**CHALLENGE:** Rewrite the records below, swapping every "one point apiece" for "a single point each" and keeping everything else the same.

[Dataset entries]
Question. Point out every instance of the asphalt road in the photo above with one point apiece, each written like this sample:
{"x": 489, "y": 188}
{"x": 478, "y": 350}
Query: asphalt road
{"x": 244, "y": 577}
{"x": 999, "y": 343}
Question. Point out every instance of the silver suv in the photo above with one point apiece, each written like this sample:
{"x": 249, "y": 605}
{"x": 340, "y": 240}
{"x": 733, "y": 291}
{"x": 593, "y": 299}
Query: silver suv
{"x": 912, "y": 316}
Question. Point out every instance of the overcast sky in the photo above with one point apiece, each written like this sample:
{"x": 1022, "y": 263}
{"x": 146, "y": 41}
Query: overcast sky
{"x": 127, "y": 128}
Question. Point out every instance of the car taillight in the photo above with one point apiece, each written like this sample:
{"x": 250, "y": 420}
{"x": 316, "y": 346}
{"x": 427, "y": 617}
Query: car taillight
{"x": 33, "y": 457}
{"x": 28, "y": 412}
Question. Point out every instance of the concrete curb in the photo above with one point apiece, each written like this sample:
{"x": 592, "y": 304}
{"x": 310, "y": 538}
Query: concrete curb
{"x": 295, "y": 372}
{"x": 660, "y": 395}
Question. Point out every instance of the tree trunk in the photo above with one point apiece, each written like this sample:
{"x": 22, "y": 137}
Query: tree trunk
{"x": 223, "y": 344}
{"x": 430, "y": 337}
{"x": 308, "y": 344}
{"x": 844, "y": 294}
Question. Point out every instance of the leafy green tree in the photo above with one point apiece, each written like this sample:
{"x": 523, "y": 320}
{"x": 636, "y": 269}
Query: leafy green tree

**OUTPUT:**
Question. Point out every instance of the asphalt road in the photo above with a single point each, each written like this sample:
{"x": 489, "y": 188}
{"x": 478, "y": 350}
Query: asphalt road
{"x": 244, "y": 577}
{"x": 999, "y": 343}
Question. Point out every instance of the silver suv in the photo above with a single point each, each written like this sample:
{"x": 249, "y": 605}
{"x": 340, "y": 240}
{"x": 733, "y": 291}
{"x": 593, "y": 299}
Query: silver suv
{"x": 912, "y": 316}
Question. Point out every instance of the overcast sky in the photo above with a single point each, each written like this sample:
{"x": 1022, "y": 263}
{"x": 146, "y": 41}
Query: overcast sky
{"x": 127, "y": 128}
Question. Point out every instance of the car taillight in the photo above with a single point each, each written like this sample:
{"x": 250, "y": 420}
{"x": 316, "y": 346}
{"x": 427, "y": 617}
Query: car taillight
{"x": 33, "y": 457}
{"x": 28, "y": 412}
Question. Point out every instance of the concrete curb in the photo above with a single point each, each written like this sample:
{"x": 592, "y": 304}
{"x": 310, "y": 538}
Query: concrete curb
{"x": 295, "y": 372}
{"x": 660, "y": 395}
Question. Point out every instance of the tree trunk in the photo above with a single point each, each written like this sample:
{"x": 22, "y": 137}
Query: tree trunk
{"x": 223, "y": 344}
{"x": 430, "y": 337}
{"x": 308, "y": 344}
{"x": 844, "y": 294}
Question. Point out every instance of the leafy green tree in the photo above with a single point each, each written like this sample:
{"x": 523, "y": 320}
{"x": 636, "y": 269}
Query: leafy green tree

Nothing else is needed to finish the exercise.